Trecho para ler:
#####
3. O mundo faz muito menos sentido do que você pensa. A coerência deriva principalmente do modo como sua mente funciona. Da mesma forma como visão tridimensional é construção permanente do cérebro: dispendiosa, não existe fora de nossas mentes.  
É fácil confundir familiaridade com verdade. Conforto cognitivo (derivado de prévia exposição, consciente ou não) predispõe a crenças. Ainda que a familiaridade seja inconsciente: é possível estabelecer uma senha simplesmente tornando familiar uma ordem oculta de símbolos dissimulados numa sequência aleatória. A memorização fica por conta do padrão velado, e será inconsciente. Familiaridade engendra apreço, que pode ser mero efeito da exposição. Conforto cognitivo prediz crenças, como bem sabem os clérigos.
4. Religião e sistemas. (...) nossa prontidão nata de separar causalidade física e intencional explica a quase universalidade de crenças religiosas. [Paul Bloom]: "percebemos o mundo dos objetos como essencialmente separado do mundo das mentes, tornando possível para nós conceber corpos sem alma e almas sem corpo". Os dois modos de causação que estamos ajustados para perceber tornam natural para nós aceitar as duas crenças centrais de muitas religiões: uma divindade imaterial é a causa última do mundo físico, e almas imortais temporariamente controlam nossos corpos enquanto vivemos (...). A religião, e suas verdades estabelecidas pela "autoridade", deixa-se surpreender no Sistema 1. Incerteza e dúvida são domínio do Sistema 2.   
5. Máquina de tirar conclusões precipitadas e o viés da confirmação. Gilbert, alguma vez resenhado, sustenta que a compreensão de uma afirmação deve começar com uma tentativa de acreditar nela: a pessoa deve primeiro saber o que a ideia iria significar se fosse verdadeira. Ele vê a descrença como operação do Sistema 2, o que explica quão custosa, em oposição à crença, automática e preguiçosa. Desacreditar é um trabalho árduo, e o Sistema 2 se cansa facilmente (p. 345).
Daí, a propósito de um experimento: A perturbação do Sistema 2 tinha um efeito seletivo: tornava difícil às pessoas "desacreditar" de sentenças falsas. (...) os participantes esgotados acabavam pensando que muitas das falsas sentenças eram verdadeiras. A moral é significativa: quando o Sistema 2 está mais empenhado em tudo, somos capazes de acreditar em quase qualquer coisa. O Sistema 1 é crédulo e propenso a acreditar, o Sistema 2 é encarregado de duvidar e descrer. As pessoas são mais propensas a embarcar em canoas furadas com o Sistema 2 sobrecarregado, com o ego esgotado, deprimido. O viés confirmatório favorece a aceitação acrítica de sugestões e o exagero da probabilidade de eventos extremos e improváveis [como os milagres].
#####
Registros de anotação de coordenadas:
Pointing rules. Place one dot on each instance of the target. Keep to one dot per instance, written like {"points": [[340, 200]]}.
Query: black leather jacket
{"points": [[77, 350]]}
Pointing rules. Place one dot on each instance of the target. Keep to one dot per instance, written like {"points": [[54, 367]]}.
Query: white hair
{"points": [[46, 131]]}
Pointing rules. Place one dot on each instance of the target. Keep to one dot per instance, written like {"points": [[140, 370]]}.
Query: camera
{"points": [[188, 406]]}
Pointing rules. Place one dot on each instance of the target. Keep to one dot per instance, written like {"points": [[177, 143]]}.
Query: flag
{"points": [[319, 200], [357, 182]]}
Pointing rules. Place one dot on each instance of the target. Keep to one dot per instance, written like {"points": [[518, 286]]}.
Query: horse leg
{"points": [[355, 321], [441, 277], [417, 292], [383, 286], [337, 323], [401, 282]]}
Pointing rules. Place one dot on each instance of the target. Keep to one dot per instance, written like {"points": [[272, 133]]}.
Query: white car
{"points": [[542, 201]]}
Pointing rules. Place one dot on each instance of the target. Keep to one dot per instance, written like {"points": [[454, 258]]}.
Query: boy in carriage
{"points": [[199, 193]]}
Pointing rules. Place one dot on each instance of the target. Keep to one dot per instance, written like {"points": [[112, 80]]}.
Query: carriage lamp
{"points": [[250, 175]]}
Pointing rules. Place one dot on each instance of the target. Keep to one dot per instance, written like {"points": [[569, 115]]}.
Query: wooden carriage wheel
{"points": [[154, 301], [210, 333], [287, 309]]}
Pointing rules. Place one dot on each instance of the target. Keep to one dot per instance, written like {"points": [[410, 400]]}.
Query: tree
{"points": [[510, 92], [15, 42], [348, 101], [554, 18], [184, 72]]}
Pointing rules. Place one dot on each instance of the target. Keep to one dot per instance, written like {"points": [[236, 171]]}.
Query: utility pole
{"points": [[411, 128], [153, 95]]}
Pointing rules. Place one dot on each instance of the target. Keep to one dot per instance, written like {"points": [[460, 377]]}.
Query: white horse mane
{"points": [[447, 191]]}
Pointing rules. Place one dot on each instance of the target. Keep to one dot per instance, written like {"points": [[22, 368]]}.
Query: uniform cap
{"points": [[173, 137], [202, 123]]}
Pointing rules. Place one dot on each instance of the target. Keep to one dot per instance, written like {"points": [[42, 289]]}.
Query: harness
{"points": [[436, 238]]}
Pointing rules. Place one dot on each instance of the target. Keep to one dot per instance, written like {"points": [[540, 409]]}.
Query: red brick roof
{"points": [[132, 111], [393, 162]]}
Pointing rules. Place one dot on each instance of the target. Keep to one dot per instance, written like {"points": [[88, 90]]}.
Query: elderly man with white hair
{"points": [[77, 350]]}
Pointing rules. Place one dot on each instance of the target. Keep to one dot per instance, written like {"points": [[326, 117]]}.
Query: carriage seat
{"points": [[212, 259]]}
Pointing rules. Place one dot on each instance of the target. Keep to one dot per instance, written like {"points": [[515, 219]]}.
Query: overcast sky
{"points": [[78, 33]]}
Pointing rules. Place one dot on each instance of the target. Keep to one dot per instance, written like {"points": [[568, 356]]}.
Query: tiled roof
#####
A tarefa:
Digite de novo, sem alterar nada, a parte do trecho sobre crença e dúvida que vai de "4. Religião e" até "do Sistema 2.", incluindo os dois.

Exercício resolvido:
4. Religião e sistemas. (...) nossa prontidão nata de separar causalidade física e intencional explica a quase universalidade de crenças religiosas. [Paul Bloom]: "percebemos o mundo dos objetos como essencialmente separado do mundo das mentes, tornando possível para nós conceber corpos sem alma e almas sem corpo". Os dois modos de causação que estamos ajustados para perceber tornam natural para nós aceitar as duas crenças centrais de muitas religiões: uma divindade imaterial é a causa última do mundo físico, e almas imortais temporariamente controlam nossos corpos enquanto vivemos (...). A religião, e suas verdades estabelecidas pela "autoridade", deixa-se surpreender no Sistema 1. Incerteza e dúvida são domínio do Sistema 2.